- WHAT IS NEEDED
Write out again only the lines that run from the start of the entries to the line containing "Indicate the white pillow with", both included.

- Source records
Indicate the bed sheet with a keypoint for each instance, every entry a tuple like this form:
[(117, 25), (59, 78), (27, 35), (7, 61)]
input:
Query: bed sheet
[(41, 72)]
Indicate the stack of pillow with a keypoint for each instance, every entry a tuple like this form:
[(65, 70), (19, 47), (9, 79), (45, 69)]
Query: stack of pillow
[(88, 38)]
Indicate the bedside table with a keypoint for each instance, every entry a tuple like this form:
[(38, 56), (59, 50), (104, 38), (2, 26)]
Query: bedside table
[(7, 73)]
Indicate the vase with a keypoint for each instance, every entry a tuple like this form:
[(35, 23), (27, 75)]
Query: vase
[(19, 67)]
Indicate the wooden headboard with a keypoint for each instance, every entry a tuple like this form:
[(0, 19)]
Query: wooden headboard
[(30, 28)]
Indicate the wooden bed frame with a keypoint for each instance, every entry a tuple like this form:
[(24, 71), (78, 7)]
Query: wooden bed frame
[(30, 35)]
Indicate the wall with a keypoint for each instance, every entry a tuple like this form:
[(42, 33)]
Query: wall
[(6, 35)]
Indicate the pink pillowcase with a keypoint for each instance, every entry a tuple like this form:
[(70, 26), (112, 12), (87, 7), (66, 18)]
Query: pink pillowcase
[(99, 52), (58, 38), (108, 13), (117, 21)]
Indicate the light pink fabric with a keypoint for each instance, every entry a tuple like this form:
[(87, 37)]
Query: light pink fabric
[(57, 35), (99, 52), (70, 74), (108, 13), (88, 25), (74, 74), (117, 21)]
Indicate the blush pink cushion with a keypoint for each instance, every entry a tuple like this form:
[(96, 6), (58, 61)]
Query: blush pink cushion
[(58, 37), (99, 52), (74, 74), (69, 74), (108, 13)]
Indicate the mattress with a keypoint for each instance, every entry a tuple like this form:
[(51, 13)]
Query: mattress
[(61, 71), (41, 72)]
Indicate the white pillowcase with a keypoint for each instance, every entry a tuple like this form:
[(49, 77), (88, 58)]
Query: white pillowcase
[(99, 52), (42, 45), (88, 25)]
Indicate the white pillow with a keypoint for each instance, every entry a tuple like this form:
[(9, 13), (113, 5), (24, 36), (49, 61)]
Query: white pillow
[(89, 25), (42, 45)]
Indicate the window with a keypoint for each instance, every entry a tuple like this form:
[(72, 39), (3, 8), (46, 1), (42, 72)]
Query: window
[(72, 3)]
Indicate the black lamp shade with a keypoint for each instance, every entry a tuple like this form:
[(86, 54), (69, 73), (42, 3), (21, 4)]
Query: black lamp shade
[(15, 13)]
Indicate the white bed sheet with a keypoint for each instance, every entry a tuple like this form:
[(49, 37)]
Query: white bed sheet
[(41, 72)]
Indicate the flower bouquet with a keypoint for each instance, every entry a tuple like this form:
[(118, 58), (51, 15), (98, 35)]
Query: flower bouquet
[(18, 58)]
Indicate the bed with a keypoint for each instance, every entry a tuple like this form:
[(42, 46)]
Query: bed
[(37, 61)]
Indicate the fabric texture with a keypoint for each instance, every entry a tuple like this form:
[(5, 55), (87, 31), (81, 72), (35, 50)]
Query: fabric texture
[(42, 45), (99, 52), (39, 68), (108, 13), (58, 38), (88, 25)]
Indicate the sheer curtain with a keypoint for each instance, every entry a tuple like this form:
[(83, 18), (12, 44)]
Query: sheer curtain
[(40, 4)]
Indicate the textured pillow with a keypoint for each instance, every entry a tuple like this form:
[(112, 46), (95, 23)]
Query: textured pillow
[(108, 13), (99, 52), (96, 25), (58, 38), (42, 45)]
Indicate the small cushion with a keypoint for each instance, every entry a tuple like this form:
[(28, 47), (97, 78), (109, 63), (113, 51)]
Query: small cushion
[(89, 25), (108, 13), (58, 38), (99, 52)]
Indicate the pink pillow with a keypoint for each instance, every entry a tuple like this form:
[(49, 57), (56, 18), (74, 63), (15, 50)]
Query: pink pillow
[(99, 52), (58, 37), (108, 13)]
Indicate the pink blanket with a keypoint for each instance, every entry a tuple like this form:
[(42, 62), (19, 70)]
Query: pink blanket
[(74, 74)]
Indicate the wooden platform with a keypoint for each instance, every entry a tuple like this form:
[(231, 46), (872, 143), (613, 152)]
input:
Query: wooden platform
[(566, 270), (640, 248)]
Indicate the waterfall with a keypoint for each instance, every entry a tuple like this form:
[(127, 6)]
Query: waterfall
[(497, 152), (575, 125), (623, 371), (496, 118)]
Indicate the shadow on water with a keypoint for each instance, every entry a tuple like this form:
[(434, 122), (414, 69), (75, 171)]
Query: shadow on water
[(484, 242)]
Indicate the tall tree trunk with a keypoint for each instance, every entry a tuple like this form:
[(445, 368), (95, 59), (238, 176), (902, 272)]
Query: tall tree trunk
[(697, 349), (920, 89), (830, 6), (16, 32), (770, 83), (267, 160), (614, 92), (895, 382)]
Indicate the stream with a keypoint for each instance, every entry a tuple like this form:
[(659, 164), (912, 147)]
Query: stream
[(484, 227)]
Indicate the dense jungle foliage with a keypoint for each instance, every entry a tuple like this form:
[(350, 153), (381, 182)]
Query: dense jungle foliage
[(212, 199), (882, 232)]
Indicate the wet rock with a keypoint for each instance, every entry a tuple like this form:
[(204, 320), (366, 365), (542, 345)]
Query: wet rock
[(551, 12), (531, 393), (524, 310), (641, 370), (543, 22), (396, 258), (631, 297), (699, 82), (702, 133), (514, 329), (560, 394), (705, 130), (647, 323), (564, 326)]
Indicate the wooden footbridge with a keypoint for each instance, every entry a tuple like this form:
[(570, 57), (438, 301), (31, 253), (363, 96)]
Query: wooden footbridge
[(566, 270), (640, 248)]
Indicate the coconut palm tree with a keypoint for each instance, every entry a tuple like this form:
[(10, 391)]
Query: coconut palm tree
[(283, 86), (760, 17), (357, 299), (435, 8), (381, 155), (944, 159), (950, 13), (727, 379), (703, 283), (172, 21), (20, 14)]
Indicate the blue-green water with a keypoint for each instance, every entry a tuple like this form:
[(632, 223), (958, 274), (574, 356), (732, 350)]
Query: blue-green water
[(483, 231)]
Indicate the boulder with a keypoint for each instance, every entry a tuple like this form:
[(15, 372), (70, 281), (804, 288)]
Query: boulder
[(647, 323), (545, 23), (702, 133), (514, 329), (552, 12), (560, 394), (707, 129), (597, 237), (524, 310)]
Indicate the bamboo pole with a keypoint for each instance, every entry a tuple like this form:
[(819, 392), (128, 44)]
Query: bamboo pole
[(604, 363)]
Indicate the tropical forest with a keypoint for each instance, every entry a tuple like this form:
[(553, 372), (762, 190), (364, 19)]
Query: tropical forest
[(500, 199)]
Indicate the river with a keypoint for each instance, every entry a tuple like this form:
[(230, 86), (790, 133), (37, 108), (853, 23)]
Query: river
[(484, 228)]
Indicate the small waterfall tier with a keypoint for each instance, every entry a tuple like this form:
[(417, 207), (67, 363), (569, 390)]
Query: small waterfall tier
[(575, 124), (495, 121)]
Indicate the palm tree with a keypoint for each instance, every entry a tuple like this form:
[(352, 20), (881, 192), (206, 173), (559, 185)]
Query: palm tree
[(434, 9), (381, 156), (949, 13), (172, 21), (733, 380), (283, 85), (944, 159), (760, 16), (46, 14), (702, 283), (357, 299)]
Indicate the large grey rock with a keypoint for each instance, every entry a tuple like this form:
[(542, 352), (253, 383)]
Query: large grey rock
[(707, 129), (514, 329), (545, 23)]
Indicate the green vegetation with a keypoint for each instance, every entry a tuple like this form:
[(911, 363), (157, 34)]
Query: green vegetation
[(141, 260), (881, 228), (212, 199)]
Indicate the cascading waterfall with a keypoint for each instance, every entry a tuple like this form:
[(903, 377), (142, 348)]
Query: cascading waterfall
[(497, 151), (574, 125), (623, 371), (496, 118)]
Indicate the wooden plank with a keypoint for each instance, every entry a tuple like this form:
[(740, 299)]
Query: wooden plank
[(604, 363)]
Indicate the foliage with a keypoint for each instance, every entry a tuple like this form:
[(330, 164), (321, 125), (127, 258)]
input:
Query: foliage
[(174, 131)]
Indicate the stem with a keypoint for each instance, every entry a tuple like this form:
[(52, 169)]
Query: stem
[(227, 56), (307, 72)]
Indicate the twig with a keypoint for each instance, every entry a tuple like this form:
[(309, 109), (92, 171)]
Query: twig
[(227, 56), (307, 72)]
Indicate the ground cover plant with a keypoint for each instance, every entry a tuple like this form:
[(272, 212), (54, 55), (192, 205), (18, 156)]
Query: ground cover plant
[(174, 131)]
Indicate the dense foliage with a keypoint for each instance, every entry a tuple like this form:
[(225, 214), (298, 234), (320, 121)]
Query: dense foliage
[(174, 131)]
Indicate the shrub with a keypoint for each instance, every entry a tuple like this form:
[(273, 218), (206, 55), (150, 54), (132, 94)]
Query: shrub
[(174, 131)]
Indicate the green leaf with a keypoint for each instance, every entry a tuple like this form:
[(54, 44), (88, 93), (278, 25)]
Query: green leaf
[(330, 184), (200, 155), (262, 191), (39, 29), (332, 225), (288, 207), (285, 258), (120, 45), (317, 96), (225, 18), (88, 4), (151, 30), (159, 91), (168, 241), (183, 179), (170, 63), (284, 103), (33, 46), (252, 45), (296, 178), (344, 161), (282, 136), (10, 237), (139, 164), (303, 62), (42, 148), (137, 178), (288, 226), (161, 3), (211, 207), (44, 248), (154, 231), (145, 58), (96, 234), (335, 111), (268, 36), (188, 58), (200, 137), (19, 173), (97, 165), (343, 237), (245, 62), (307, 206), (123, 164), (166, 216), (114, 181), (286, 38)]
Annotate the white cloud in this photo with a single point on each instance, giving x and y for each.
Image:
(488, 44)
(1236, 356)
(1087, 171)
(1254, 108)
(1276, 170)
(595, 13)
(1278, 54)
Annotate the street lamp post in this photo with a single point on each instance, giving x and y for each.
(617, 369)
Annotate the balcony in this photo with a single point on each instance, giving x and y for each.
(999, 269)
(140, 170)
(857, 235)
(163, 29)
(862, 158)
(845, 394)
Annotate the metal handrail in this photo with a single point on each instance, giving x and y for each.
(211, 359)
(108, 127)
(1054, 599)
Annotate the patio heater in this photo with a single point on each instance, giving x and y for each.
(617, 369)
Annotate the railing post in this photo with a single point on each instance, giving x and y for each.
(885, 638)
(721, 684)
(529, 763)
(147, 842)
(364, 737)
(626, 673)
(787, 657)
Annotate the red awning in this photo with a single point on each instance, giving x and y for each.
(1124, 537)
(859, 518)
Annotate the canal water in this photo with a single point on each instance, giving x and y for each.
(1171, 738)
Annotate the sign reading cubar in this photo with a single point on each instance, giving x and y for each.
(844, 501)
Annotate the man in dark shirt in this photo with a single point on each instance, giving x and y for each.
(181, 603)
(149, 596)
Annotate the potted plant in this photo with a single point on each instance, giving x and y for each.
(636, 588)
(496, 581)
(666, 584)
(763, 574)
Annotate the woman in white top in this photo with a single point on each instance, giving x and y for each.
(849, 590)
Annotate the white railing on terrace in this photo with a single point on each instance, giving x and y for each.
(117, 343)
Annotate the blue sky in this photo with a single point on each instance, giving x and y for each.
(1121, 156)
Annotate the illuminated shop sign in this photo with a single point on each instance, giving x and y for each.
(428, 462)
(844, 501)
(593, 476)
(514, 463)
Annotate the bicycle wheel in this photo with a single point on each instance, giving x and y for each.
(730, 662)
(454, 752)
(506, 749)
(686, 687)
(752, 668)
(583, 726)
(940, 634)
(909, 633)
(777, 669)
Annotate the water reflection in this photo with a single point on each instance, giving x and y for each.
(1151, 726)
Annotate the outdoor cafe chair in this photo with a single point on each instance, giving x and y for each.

- REPLY
Indicate the bed sheet with a keypoint for each instance, every entry a tuple like this form:
[(117, 25), (59, 78), (27, 35), (7, 61)]
input:
Query: bed sheet
[(41, 72)]
Indicate the stack of pillow with a keypoint for each instance, every entry a tuple like this form:
[(65, 70), (19, 47), (9, 79), (45, 69)]
Query: stack of pillow
[(88, 38)]
Indicate the bedside table with a keypoint for each instance, every entry a tuple like this form:
[(38, 56), (59, 50), (104, 38), (2, 26)]
Query: bedside table
[(7, 73)]
Indicate the vase with a keypoint for each instance, every entry a tuple like this form:
[(35, 23), (27, 75)]
Query: vase
[(19, 67)]
Indicate the wooden headboard with a keypoint for each instance, every entry a tuple like this form:
[(0, 19)]
Query: wooden headboard
[(30, 28)]
Indicate the wooden bed frame with a keypoint for each instance, every entry a tuple like this form:
[(24, 71), (78, 7)]
Query: wooden bed frame
[(30, 35)]
Indicate the wall with a keypoint for each instance, every entry a tuple like this form:
[(42, 33)]
Query: wall
[(6, 35)]
Indicate the pink pillowcase with a keypoint for each instance, every entry a tuple like this form:
[(70, 26), (112, 12), (87, 7), (66, 18)]
Query: pink pillowcase
[(99, 52), (58, 38), (108, 13), (117, 21)]
Indicate the light pink fabric with a keypoint for each instance, every entry a tuple like this form:
[(87, 37)]
Query: light pink fabric
[(57, 35), (99, 52), (70, 74), (108, 13), (88, 25), (74, 74), (117, 21)]
Indicate the blush pink cushion with a keypoint for each instance, every entry a tuple like this form:
[(96, 6), (58, 61)]
Query: blush pink cushion
[(58, 37), (99, 52), (74, 74), (69, 74), (108, 13)]
Indicate the mattress with a keypoint for each instance, every entry a tuple like this form:
[(51, 13)]
Query: mattress
[(61, 71), (41, 72)]
Indicate the white pillowcase with a keypoint for each instance, every entry a tuple like this form:
[(49, 77), (88, 58)]
Query: white pillowcase
[(99, 52), (42, 45), (88, 25)]
Indicate the white pillow with a keypoint for each instance, every entry a tuple like this form:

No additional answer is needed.